Rewrite the listing below as a Markdown table with two columns, Row and Line. Put each line's number under Row and its text under Line, and leave out any blank lines.

[Data entries]
========================================================================
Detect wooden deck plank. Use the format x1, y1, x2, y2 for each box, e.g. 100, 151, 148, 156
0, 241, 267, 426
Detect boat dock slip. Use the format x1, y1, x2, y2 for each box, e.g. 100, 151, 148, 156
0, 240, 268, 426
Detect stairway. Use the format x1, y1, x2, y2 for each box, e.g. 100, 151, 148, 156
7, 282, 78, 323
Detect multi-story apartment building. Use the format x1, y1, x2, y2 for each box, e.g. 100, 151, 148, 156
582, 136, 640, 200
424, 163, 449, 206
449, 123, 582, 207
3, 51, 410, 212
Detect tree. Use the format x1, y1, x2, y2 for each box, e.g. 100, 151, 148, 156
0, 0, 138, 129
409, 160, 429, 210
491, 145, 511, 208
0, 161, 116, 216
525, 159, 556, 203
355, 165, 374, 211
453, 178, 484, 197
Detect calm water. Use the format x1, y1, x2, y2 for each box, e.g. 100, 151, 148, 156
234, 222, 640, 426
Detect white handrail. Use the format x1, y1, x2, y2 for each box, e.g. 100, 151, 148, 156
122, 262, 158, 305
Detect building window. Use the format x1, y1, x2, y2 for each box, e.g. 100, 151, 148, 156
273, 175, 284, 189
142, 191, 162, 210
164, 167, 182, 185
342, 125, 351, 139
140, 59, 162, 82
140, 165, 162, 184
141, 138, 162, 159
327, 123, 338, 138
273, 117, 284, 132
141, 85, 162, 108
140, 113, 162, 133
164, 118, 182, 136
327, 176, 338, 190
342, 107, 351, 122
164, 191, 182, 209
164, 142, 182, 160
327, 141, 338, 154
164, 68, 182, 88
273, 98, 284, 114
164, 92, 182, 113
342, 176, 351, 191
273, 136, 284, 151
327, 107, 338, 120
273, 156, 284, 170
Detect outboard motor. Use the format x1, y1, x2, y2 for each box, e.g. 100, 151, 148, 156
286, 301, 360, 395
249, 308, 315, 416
========================================================================
■ Finished answer:
| Row | Line |
|---|---|
| 1 | Detect wooden deck plank. Use the format x1, y1, x2, y2 for each box, e.g. 100, 151, 148, 156 |
| 2 | 0, 241, 267, 426 |
| 3 | Detect boat dock slip. Use the format x1, y1, x2, y2 for each box, e.g. 100, 151, 148, 156 |
| 4 | 0, 240, 268, 426 |
| 5 | Detect stairway. Use the format x1, y1, x2, y2 for each box, e.g. 100, 151, 148, 156 |
| 6 | 7, 282, 78, 323 |
| 7 | Detect multi-story apartment building. Use the format x1, y1, x2, y2 for each box, e.g. 100, 151, 148, 156 |
| 8 | 582, 136, 640, 200 |
| 9 | 424, 163, 449, 206 |
| 10 | 449, 123, 582, 207 |
| 11 | 3, 51, 410, 212 |
| 12 | Detect tree. Use the format x1, y1, x2, y2 for each box, e.g. 100, 151, 148, 156 |
| 13 | 0, 0, 138, 129 |
| 14 | 409, 160, 429, 210 |
| 15 | 491, 145, 511, 208 |
| 16 | 0, 161, 116, 216 |
| 17 | 525, 159, 556, 203 |
| 18 | 355, 165, 374, 211 |
| 19 | 453, 178, 484, 197 |
| 20 | Detect calm water. Use the format x1, y1, x2, y2 for each box, e.g. 100, 151, 148, 156 |
| 21 | 234, 222, 640, 426 |
| 22 | Detect white handrail. Use the format x1, y1, x2, y2 for each box, e.g. 100, 151, 148, 156 |
| 23 | 122, 262, 158, 305 |
| 24 | Detect building window. Use the format x1, y1, x2, y2 for each box, e.g. 100, 151, 148, 156 |
| 25 | 273, 175, 284, 189 |
| 26 | 142, 191, 162, 210 |
| 27 | 164, 167, 182, 185 |
| 28 | 342, 125, 351, 139 |
| 29 | 140, 59, 162, 82 |
| 30 | 140, 165, 162, 184 |
| 31 | 141, 138, 162, 159 |
| 32 | 327, 123, 338, 138 |
| 33 | 273, 117, 284, 132 |
| 34 | 141, 85, 162, 108 |
| 35 | 140, 113, 162, 133 |
| 36 | 164, 118, 182, 136 |
| 37 | 327, 176, 338, 190 |
| 38 | 342, 107, 351, 122 |
| 39 | 164, 191, 182, 209 |
| 40 | 164, 142, 182, 160 |
| 41 | 327, 141, 338, 154 |
| 42 | 164, 68, 182, 88 |
| 43 | 273, 98, 284, 114 |
| 44 | 164, 92, 182, 113 |
| 45 | 342, 176, 351, 191 |
| 46 | 273, 136, 284, 151 |
| 47 | 327, 107, 338, 120 |
| 48 | 273, 156, 284, 170 |
| 49 | Detect outboard motor. Use the format x1, y1, x2, y2 for each box, e.g. 100, 151, 148, 156 |
| 50 | 286, 301, 360, 395 |
| 51 | 249, 308, 315, 416 |